YOUR GOAL: Write out every one of the records below again, swapping "pixel pairs" for "coordinate pairs" wherever it occurs and changing nothing else.

DATA PROVIDED:
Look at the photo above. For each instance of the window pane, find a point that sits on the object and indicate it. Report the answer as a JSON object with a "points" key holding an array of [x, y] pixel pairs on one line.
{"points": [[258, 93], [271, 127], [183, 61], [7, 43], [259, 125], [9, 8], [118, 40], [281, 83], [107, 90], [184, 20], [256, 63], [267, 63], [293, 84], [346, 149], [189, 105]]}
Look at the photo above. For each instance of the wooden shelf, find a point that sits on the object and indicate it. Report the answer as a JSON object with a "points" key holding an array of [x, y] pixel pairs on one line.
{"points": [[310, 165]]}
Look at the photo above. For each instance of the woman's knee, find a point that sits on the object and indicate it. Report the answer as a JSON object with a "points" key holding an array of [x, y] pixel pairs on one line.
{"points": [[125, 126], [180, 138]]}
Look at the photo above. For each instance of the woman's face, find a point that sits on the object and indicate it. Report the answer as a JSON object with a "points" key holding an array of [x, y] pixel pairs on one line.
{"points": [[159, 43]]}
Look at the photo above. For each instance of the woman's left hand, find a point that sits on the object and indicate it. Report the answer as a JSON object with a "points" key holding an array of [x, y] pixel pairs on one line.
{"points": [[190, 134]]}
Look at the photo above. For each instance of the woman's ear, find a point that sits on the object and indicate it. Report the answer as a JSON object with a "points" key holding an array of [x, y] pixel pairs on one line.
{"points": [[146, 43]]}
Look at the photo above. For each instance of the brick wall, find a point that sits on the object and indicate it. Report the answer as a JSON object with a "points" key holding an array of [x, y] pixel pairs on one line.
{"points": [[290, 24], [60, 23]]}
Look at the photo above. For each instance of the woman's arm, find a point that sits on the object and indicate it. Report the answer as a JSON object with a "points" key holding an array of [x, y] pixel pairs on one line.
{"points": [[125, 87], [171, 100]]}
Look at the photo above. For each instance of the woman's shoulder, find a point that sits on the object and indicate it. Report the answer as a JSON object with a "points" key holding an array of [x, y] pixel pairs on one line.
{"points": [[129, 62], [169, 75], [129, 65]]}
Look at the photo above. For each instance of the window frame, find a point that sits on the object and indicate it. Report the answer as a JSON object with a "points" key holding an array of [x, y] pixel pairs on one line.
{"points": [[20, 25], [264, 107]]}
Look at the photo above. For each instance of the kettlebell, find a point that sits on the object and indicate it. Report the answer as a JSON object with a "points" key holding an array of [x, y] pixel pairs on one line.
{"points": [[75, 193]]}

TASK RESULT:
Look at the photo above. For each instance of the window pane, find a point that sits on the object and indicate it. Report the answer as a JSON object with a "points" key holding an array of [x, y] coordinate pairs on one line.
{"points": [[258, 93], [271, 127], [183, 61], [7, 43], [259, 125], [9, 8], [118, 40], [281, 83], [107, 90], [184, 20], [256, 63], [267, 63], [293, 84], [346, 149], [189, 105]]}
Look at the photo above. For each instance of the wooden shelf, find a point that sits on the object and indicate it. Report the answer as a JSON object with a "points" key holding an array of [x, y] coordinate pairs on one line.
{"points": [[310, 165]]}
Look at the photo above. For each instance of the woman's knee, find a point that sits on the object and indicate it. Report the answer as a JSON object with a "points" key holding an array of [x, y] coordinate pairs on one line.
{"points": [[125, 126], [180, 138]]}
Look at the photo above. For each instance of the woman's face, find a point that sits on the object and indicate it. Report the answer as a JSON object with a "points" key holding an array of [x, y] coordinate pairs on one line.
{"points": [[159, 43]]}
Look at the photo above. For each instance of the woman's left hand, find a point that sits on the object and indicate it. Report the answer as a JSON object with a "points" key holding an array of [x, y] coordinate pairs on one line.
{"points": [[190, 134]]}
Look at the photo above. For each instance of the woman's ear, find a point that sits on the object and indicate it. Report the answer as a JSON object with a "points" key holding an array of [x, y] coordinate pairs on one line.
{"points": [[146, 43]]}
Look at the photo above. For each instance of the brick wall, find a point that sits on the object and indicate it. Report the answer as a JSON object with a "points" key holding an array of [x, y] coordinate pairs on one line.
{"points": [[290, 24], [60, 23]]}
Look at the photo above. For each instance of the woman's arm, find a point that sits on the object and indicate it. Report the answer as a JSON object with a "points" key holding an array of [x, y] coordinate pairs on one line.
{"points": [[125, 87], [171, 100]]}
Look at the photo above. For each instance of the woman's shoulder, find a point that sits on the object and indicate it. Report the answer as a JSON object with a "points" key holding an array of [x, y] coordinate pairs on one line.
{"points": [[129, 62], [169, 75], [129, 65]]}
Look at the photo above. For each instance of the window frame, find a point that sits on the object and indicate it. Report the answer as a JSON object with a "points" key holding an array of [x, y] coordinate pairs on one line.
{"points": [[20, 25], [264, 107]]}
Look at the photo above. For each instance of the kettlebell, find a point that sits on the object and indicate it. Report the answer as a JSON object with a "points" key holding an array of [x, y] coordinate pairs on one line.
{"points": [[75, 193]]}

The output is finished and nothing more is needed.